§ Task description
Your task is to reproduce the material exactly.

*-*-*

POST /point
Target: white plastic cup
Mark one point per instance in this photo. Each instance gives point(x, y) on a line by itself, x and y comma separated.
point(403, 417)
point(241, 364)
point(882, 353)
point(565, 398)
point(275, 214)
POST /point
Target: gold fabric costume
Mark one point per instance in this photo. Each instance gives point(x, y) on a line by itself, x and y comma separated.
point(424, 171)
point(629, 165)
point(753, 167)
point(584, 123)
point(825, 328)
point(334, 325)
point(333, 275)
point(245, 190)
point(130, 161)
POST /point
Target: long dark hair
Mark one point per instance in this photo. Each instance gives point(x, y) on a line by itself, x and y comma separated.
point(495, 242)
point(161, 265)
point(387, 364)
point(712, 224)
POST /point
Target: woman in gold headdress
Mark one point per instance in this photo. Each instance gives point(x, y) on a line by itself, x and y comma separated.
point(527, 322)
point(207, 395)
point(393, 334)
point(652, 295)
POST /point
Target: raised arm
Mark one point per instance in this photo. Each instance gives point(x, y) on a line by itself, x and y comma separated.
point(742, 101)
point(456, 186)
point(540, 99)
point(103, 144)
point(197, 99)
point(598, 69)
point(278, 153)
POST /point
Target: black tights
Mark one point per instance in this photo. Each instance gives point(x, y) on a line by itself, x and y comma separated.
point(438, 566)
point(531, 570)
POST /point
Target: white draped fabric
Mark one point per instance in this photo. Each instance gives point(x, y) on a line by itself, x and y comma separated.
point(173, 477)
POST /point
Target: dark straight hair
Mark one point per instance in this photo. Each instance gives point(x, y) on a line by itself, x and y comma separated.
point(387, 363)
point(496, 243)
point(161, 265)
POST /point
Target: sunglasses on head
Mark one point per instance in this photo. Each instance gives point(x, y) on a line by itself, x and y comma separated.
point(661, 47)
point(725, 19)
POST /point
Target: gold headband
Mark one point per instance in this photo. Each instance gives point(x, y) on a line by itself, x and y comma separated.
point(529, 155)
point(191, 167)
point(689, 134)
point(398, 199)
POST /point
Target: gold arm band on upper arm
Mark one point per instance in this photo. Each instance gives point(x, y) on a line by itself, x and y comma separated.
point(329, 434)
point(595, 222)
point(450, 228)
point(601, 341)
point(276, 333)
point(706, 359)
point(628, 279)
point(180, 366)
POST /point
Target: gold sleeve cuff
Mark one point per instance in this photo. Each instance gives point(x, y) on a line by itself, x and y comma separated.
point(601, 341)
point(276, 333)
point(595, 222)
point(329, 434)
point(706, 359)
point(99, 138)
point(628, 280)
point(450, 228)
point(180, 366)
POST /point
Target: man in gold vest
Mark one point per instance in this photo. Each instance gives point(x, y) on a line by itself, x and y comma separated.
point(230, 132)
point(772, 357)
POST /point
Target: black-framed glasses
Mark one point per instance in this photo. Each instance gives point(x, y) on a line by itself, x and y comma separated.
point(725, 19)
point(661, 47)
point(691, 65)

*-*-*

§ Response
POST /point
Target: white plastic cup
Mark one point per instance in this photo. Each instance gives point(x, y) on a line by itself, x and y comma separated.
point(403, 417)
point(241, 364)
point(882, 353)
point(565, 398)
point(275, 214)
POST /point
Target: gold fabric costume
Mark one point per instance in this photo. Each instance gives point(x, y) on a line by itself, x and y comma separated.
point(424, 171)
point(629, 165)
point(753, 167)
point(584, 123)
point(825, 328)
point(334, 325)
point(333, 275)
point(245, 190)
point(130, 161)
POST /point
Target: long dark hair
Mark one point per instance in this photo. Each instance gives point(x, y) on a line by itself, x and y comma separated.
point(495, 242)
point(161, 265)
point(387, 364)
point(712, 224)
POST /point
Target: woman in gold headdress
Mark one point per instance in this photo. Each instance gives point(x, y) on a line by itself, x and y comma separated.
point(527, 322)
point(207, 395)
point(393, 334)
point(652, 295)
POST /point
Target: raised arm
Mark one point per instance in this photo. Each instance gives point(x, y) on a line by itself, x and y comma separated.
point(742, 101)
point(456, 186)
point(540, 99)
point(103, 144)
point(197, 99)
point(598, 69)
point(278, 153)
POST /point
Target: black tights
Mark one point per instance in this photo. Each instance gives point(x, y) on a line by itself, x and y comma separated.
point(438, 566)
point(531, 570)
POST /point
Target: white draped fabric
Mark one point per instance in this photo. Each instance gives point(x, y) on a line by itself, x and y comma separated.
point(173, 477)
POST /point
Target: dark straight hair
Mark one point per instance in this photo. Each instance gives point(x, y) on a line by itself, x and y comma separated.
point(387, 363)
point(496, 243)
point(161, 265)
POST /point
Target: sunglasses on head
Mark one point per instance in this photo. Each instance gives point(x, y) on a line by itself, x and y comma separated.
point(661, 47)
point(725, 19)
POST /point
Target: gold headband
Mark one point per instance in this photo. Each instance gives point(x, y) on a line by itself, x and y comma separated.
point(529, 155)
point(191, 167)
point(689, 134)
point(398, 199)
POST /point
Target: gold arm band on upper arm
Mark one point per instance in this photo. Each instance gives point(x, y) on a line by itself, x and y comma separated.
point(329, 434)
point(595, 222)
point(450, 228)
point(601, 341)
point(276, 333)
point(706, 359)
point(628, 279)
point(180, 366)
POST /point
Target: gold sleeve cuff
Mark one point per instance in this photo. Each instance gives point(x, y) on a line by itself, x and y comma separated.
point(601, 341)
point(276, 333)
point(595, 222)
point(329, 434)
point(706, 359)
point(99, 138)
point(628, 280)
point(450, 228)
point(180, 366)
POST /point
Target: man in gold vest
Mark one point per instance in this photo. Each instance gives point(x, y) on a line by itself, x and y comma separated.
point(230, 132)
point(772, 357)
POST /point
Target: black-framed glasses
Mark one point per instance in this photo. Each instance gives point(x, y) on a line by itself, x and y comma separated.
point(725, 19)
point(661, 47)
point(691, 65)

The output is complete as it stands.